GIVEN REQUEST.
Pull out every line of the records below that contains the word "paddler", and copy each one in full.

Stored entries
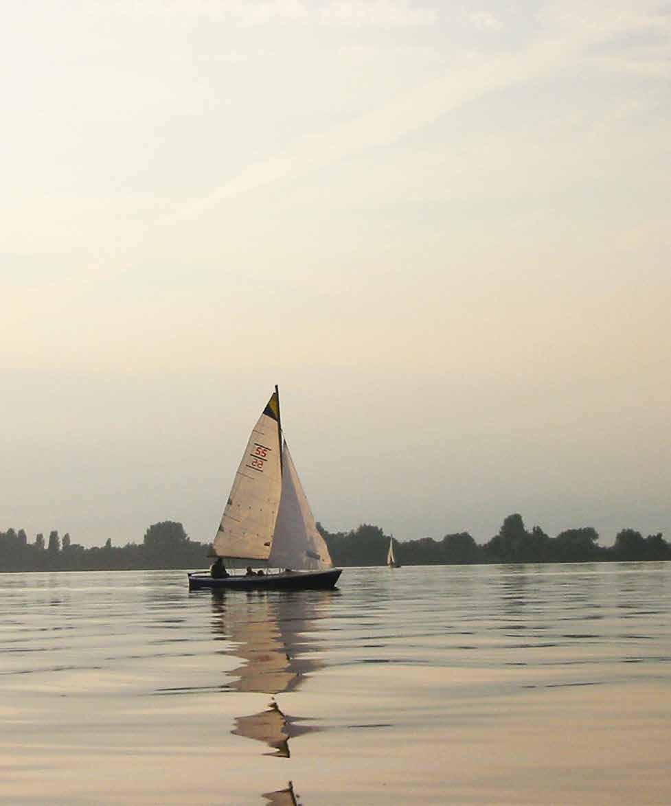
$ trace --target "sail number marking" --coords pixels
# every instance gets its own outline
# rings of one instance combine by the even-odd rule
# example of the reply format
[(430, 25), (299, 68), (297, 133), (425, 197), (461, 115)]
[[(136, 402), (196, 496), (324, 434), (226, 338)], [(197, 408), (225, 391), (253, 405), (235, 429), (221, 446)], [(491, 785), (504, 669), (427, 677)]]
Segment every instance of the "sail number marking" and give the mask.
[(264, 463), (268, 461), (266, 458), (268, 451), (272, 450), (273, 448), (261, 445), (260, 442), (254, 442), (254, 450), (249, 454), (251, 464), (245, 465), (245, 467), (249, 467), (250, 470), (256, 470), (257, 472), (262, 473)]

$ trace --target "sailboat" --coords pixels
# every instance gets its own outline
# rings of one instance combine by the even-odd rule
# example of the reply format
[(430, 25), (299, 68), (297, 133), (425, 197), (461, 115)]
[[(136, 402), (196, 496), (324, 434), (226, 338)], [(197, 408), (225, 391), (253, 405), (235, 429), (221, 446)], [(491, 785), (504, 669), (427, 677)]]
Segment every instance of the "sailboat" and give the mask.
[(400, 568), (400, 563), (396, 562), (394, 556), (394, 535), (389, 538), (389, 551), (387, 551), (387, 565), (390, 568)]
[(333, 588), (334, 568), (283, 438), (277, 387), (252, 430), (212, 544), (220, 558), (279, 572), (189, 574), (189, 588), (315, 590)]

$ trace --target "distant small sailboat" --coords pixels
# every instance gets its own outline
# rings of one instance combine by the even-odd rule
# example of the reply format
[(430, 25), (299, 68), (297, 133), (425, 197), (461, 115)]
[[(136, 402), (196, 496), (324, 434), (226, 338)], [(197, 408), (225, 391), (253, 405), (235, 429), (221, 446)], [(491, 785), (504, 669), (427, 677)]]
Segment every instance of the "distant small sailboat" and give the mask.
[[(219, 559), (210, 572), (189, 574), (190, 589), (323, 589), (342, 572), (333, 567), (283, 439), (277, 386), (252, 430), (212, 548)], [(230, 575), (223, 559), (284, 571)]]
[(396, 562), (394, 556), (394, 535), (389, 538), (389, 551), (387, 551), (387, 565), (390, 568), (400, 568), (401, 564)]

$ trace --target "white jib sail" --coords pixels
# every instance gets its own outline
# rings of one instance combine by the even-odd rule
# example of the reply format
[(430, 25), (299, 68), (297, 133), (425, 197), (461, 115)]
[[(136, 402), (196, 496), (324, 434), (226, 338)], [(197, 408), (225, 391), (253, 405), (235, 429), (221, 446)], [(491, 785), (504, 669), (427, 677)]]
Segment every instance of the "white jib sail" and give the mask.
[(333, 563), (319, 534), (286, 442), (280, 510), (269, 564), (278, 568), (322, 571)]
[(273, 394), (252, 431), (215, 538), (219, 557), (270, 555), (281, 494), (278, 410)]

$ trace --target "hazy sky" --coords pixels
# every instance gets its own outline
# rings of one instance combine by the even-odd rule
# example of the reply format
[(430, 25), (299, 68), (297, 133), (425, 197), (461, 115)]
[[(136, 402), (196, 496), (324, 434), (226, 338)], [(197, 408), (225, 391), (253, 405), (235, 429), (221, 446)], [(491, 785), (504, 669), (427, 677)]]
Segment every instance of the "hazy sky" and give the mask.
[(671, 538), (671, 3), (27, 0), (0, 529), (213, 538), (280, 384), (315, 517)]

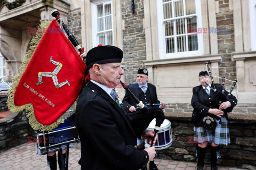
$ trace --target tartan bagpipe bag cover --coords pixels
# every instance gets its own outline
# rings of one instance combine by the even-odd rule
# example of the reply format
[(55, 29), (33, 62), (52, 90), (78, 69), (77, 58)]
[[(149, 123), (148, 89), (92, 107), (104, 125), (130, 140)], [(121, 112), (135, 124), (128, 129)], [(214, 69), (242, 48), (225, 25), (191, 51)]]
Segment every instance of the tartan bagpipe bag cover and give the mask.
[(34, 129), (50, 130), (70, 116), (66, 112), (79, 95), (86, 66), (55, 20), (44, 30), (41, 26), (9, 90), (7, 105), (11, 111), (26, 109)]

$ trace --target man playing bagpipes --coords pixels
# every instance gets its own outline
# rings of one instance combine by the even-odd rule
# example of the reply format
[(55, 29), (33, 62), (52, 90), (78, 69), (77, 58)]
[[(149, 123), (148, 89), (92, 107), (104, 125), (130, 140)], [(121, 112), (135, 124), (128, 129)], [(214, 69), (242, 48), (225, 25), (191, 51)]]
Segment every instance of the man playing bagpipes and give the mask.
[[(147, 82), (148, 74), (148, 70), (146, 69), (139, 69), (137, 73), (137, 83), (128, 86), (128, 88), (140, 100), (142, 101), (145, 104), (149, 104), (148, 107), (150, 107), (153, 106), (152, 104), (160, 104), (160, 101), (157, 99), (156, 87)], [(137, 104), (127, 91), (123, 99), (123, 103), (125, 108), (129, 109), (130, 112), (136, 111)], [(165, 104), (164, 103), (162, 104), (159, 107), (164, 108)], [(144, 149), (144, 139), (137, 139), (138, 148)], [(149, 169), (158, 169), (154, 162), (149, 163)]]
[(201, 85), (193, 88), (191, 100), (194, 108), (191, 118), (194, 124), (194, 141), (198, 143), (197, 170), (204, 169), (208, 144), (211, 148), (211, 169), (218, 169), (217, 158), (220, 158), (219, 145), (230, 143), (227, 113), (231, 112), (237, 103), (231, 92), (229, 94), (221, 84), (214, 84), (210, 69), (209, 70), (211, 78), (207, 71), (199, 72)]
[(124, 74), (123, 55), (113, 46), (99, 46), (87, 54), (91, 80), (79, 97), (75, 113), (82, 169), (138, 169), (155, 157), (154, 147), (143, 150), (134, 148), (136, 138), (141, 136), (153, 142), (154, 131), (138, 134), (132, 128), (113, 89)]

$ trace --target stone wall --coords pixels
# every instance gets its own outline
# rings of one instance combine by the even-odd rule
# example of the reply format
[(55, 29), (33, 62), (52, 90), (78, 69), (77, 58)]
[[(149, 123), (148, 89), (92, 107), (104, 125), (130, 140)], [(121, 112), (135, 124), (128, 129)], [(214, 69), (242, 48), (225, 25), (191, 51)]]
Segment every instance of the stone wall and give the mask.
[(76, 38), (77, 42), (82, 45), (81, 37), (81, 11), (80, 8), (69, 11), (68, 15), (67, 27), (69, 31)]
[[(193, 107), (188, 103), (168, 103), (164, 109), (166, 113), (184, 113), (191, 114)], [(256, 104), (237, 104), (231, 112), (234, 114), (256, 115)]]
[[(236, 79), (236, 62), (233, 60), (231, 53), (235, 52), (234, 34), (234, 20), (233, 5), (229, 0), (215, 1), (219, 3), (219, 13), (216, 14), (218, 29), (227, 31), (220, 31), (218, 33), (218, 52), (223, 54), (221, 61), (219, 63), (219, 76), (224, 75), (226, 78), (234, 80)], [(231, 82), (226, 82), (226, 86), (230, 86)]]
[(0, 112), (8, 110), (8, 107), (6, 105), (6, 101), (8, 99), (6, 95), (0, 95)]
[[(157, 158), (164, 159), (197, 161), (195, 143), (193, 142), (194, 125), (190, 117), (166, 117), (171, 122), (172, 144), (167, 149), (158, 150)], [(231, 144), (221, 146), (221, 158), (217, 163), (221, 166), (256, 168), (256, 124), (242, 120), (229, 123)], [(205, 163), (210, 163), (210, 149)], [(253, 169), (250, 168), (250, 169)]]
[(138, 69), (144, 67), (146, 60), (145, 29), (143, 28), (143, 0), (135, 1), (135, 13), (131, 11), (131, 1), (122, 1), (124, 43), (124, 81), (136, 82)]
[[(11, 116), (12, 114), (15, 113), (11, 113), (9, 115)], [(27, 142), (29, 128), (25, 112), (19, 113), (8, 121), (0, 122), (0, 152)]]

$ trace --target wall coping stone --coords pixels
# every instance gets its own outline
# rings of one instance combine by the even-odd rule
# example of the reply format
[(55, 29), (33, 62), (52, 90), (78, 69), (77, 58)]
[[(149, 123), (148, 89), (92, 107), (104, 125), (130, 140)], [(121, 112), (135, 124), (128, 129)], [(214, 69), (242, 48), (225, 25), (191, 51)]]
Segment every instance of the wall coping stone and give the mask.
[(197, 62), (202, 61), (220, 61), (222, 57), (222, 54), (211, 54), (197, 56), (189, 57), (180, 57), (175, 58), (158, 59), (145, 60), (143, 62), (145, 65), (149, 66), (153, 65), (167, 64), (173, 63), (182, 63), (188, 62)]
[[(192, 113), (168, 113), (165, 112), (166, 118), (170, 121), (191, 121)], [(256, 123), (256, 115), (252, 114), (242, 114), (228, 113), (229, 123)]]
[(256, 51), (232, 53), (231, 55), (235, 60), (244, 60), (245, 58), (255, 57)]

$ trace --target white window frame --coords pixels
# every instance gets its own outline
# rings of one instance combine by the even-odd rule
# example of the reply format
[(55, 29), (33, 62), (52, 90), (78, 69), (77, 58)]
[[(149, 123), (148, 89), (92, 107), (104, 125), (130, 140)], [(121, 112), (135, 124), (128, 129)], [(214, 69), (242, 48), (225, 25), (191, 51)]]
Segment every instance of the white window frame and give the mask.
[[(97, 5), (103, 3), (103, 5), (111, 4), (111, 19), (112, 21), (112, 29), (111, 29), (112, 31), (112, 35), (113, 35), (113, 45), (115, 44), (114, 42), (114, 26), (113, 26), (113, 3), (112, 1), (109, 0), (98, 0), (98, 1), (94, 1), (92, 2), (92, 46), (95, 47), (97, 46), (99, 44), (99, 37), (97, 35), (97, 14), (96, 11), (97, 11)], [(103, 8), (103, 10), (105, 8)], [(104, 23), (105, 26), (105, 23)], [(108, 32), (110, 30), (105, 30), (102, 31), (102, 32)]]
[[(191, 52), (178, 52), (172, 53), (166, 53), (166, 46), (165, 40), (164, 38), (164, 16), (163, 12), (163, 0), (156, 0), (157, 4), (157, 25), (158, 25), (158, 49), (159, 49), (159, 58), (160, 59), (165, 58), (181, 58), (185, 57), (191, 57), (194, 56), (200, 56), (204, 54), (204, 47), (203, 47), (203, 33), (197, 34), (198, 40), (198, 49), (197, 50), (191, 51)], [(173, 0), (173, 2), (179, 1), (178, 0)], [(202, 10), (201, 10), (201, 1), (195, 0), (196, 6), (196, 14), (197, 17), (197, 29), (202, 28)], [(183, 0), (183, 4), (185, 4), (185, 0)], [(186, 13), (185, 5), (183, 5), (184, 12)], [(174, 11), (173, 12), (174, 12)], [(191, 14), (191, 15), (195, 15), (195, 14)], [(182, 17), (176, 17), (174, 19), (179, 19)], [(173, 24), (173, 27), (175, 29), (175, 24)], [(207, 28), (208, 29), (208, 28)], [(187, 32), (187, 21), (185, 21), (185, 29)], [(190, 34), (189, 34), (190, 35)], [(180, 35), (179, 35), (179, 36)], [(175, 47), (174, 47), (175, 48)], [(187, 49), (188, 49), (187, 48)]]
[(256, 50), (256, 0), (250, 0), (250, 22), (251, 50)]
[[(4, 70), (5, 75), (4, 75)], [(0, 77), (3, 78), (3, 80), (5, 81), (6, 81), (6, 73), (5, 71), (5, 59), (0, 53)]]

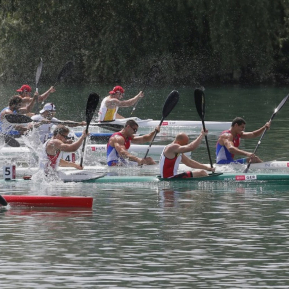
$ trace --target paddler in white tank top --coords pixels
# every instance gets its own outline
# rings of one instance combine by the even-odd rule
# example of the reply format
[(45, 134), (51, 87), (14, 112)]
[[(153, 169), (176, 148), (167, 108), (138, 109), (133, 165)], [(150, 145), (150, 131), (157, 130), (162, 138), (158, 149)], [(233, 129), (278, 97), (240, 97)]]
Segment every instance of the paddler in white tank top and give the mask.
[(46, 174), (55, 173), (58, 166), (71, 167), (78, 169), (83, 167), (78, 164), (61, 159), (62, 152), (73, 153), (78, 150), (83, 140), (89, 134), (84, 130), (82, 135), (75, 142), (67, 140), (69, 130), (63, 125), (58, 125), (53, 131), (53, 136), (43, 144), (42, 155), (39, 159), (40, 168)]
[[(176, 135), (174, 140), (166, 146), (160, 159), (160, 172), (163, 178), (188, 178), (206, 176), (208, 174), (203, 170), (215, 171), (214, 168), (211, 168), (206, 165), (201, 164), (188, 158), (185, 153), (194, 151), (199, 147), (203, 136), (208, 133), (207, 130), (205, 132), (203, 129), (199, 136), (193, 141), (189, 143), (188, 135), (181, 132)], [(182, 162), (192, 168), (200, 169), (202, 170), (187, 171), (177, 174), (178, 165)]]
[(123, 119), (117, 113), (119, 107), (128, 107), (133, 105), (136, 101), (143, 97), (143, 93), (140, 91), (137, 95), (127, 100), (121, 100), (124, 93), (124, 89), (120, 86), (116, 86), (109, 92), (110, 95), (101, 101), (98, 112), (100, 122), (110, 122), (116, 119)]

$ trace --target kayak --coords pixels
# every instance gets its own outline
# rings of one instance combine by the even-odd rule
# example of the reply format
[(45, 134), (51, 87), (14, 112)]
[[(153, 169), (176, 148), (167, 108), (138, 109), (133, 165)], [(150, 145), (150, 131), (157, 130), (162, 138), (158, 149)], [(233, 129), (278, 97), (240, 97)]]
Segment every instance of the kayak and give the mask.
[(91, 208), (91, 197), (56, 197), (2, 195), (13, 206), (50, 207), (54, 208)]
[[(270, 184), (276, 185), (289, 185), (289, 174), (272, 174), (272, 173), (214, 173), (209, 174), (208, 176), (203, 177), (195, 177), (189, 178), (161, 178), (160, 176), (123, 176), (107, 175), (104, 174), (93, 173), (93, 177), (83, 178), (81, 179), (81, 176), (79, 175), (78, 180), (82, 183), (93, 183), (97, 184), (112, 183), (160, 183), (168, 182), (173, 184), (181, 183), (195, 185), (199, 183), (217, 183), (219, 184), (236, 184), (246, 183), (254, 184)], [(15, 180), (7, 181), (2, 179), (2, 182), (19, 182), (23, 179), (16, 178)], [(24, 180), (25, 181), (25, 180)], [(66, 180), (64, 182), (76, 182), (75, 180)]]
[(271, 173), (215, 173), (203, 177), (188, 178), (161, 178), (157, 176), (105, 176), (98, 178), (84, 181), (85, 183), (182, 183), (197, 184), (204, 182), (221, 182), (222, 183), (268, 183), (278, 185), (289, 185), (289, 174)]
[[(124, 125), (129, 120), (135, 121), (139, 127), (155, 127), (159, 125), (160, 122), (159, 120), (153, 120), (152, 119), (142, 120), (138, 118), (132, 117), (125, 119), (118, 119), (112, 122), (102, 123), (116, 124)], [(206, 128), (208, 130), (225, 130), (230, 128), (231, 123), (232, 122), (206, 121)], [(92, 123), (91, 124), (93, 125), (93, 123)], [(197, 128), (200, 129), (203, 127), (203, 124), (202, 122), (200, 121), (165, 120), (163, 122), (162, 126), (169, 128), (189, 127), (191, 129)]]
[[(101, 147), (99, 147), (100, 152), (101, 152)], [(93, 151), (93, 153), (99, 153), (97, 150)], [(207, 164), (209, 166), (209, 164)], [(246, 167), (246, 165), (238, 164), (232, 164), (232, 165), (216, 165), (214, 164), (213, 166), (216, 168), (216, 172), (231, 172), (232, 171), (236, 172), (242, 172), (244, 171)], [(105, 172), (115, 172), (117, 173), (119, 171), (123, 172), (125, 170), (128, 173), (130, 174), (132, 172), (135, 173), (142, 173), (144, 172), (155, 172), (156, 173), (159, 173), (159, 165), (158, 164), (155, 165), (152, 165), (149, 166), (143, 166), (142, 167), (140, 166), (131, 166), (127, 167), (119, 167), (113, 166), (109, 167), (104, 164), (100, 164), (98, 165), (93, 166), (85, 166), (85, 169), (82, 171), (79, 171), (76, 169), (71, 168), (69, 167), (59, 167), (58, 170), (61, 172), (69, 172), (70, 173), (73, 173), (73, 172), (81, 172), (81, 173), (83, 173), (83, 172), (89, 172), (87, 173), (88, 177), (93, 178), (94, 175), (93, 174), (95, 173), (96, 171), (97, 172), (101, 171), (102, 173)], [(250, 166), (250, 171), (255, 171), (256, 170), (279, 170), (279, 171), (289, 171), (289, 161), (271, 161), (269, 162), (265, 162), (264, 163), (260, 163), (257, 164), (251, 164)], [(23, 167), (21, 166), (16, 167), (16, 176), (22, 176), (25, 173), (33, 173), (39, 170), (38, 168), (37, 167)], [(178, 167), (178, 172), (180, 173), (184, 171), (188, 170), (194, 170), (191, 168), (186, 166), (184, 164), (180, 164)], [(2, 167), (0, 167), (0, 175), (2, 175), (3, 172)], [(69, 179), (66, 181), (68, 181)], [(72, 182), (72, 180), (71, 180)], [(78, 180), (79, 182), (80, 180)], [(81, 179), (80, 179), (81, 181)]]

WRITTEN ANSWER.
$ trace --target paddler in white tank top --coords pixels
Segment every instance of the paddler in white tank top and give the mask.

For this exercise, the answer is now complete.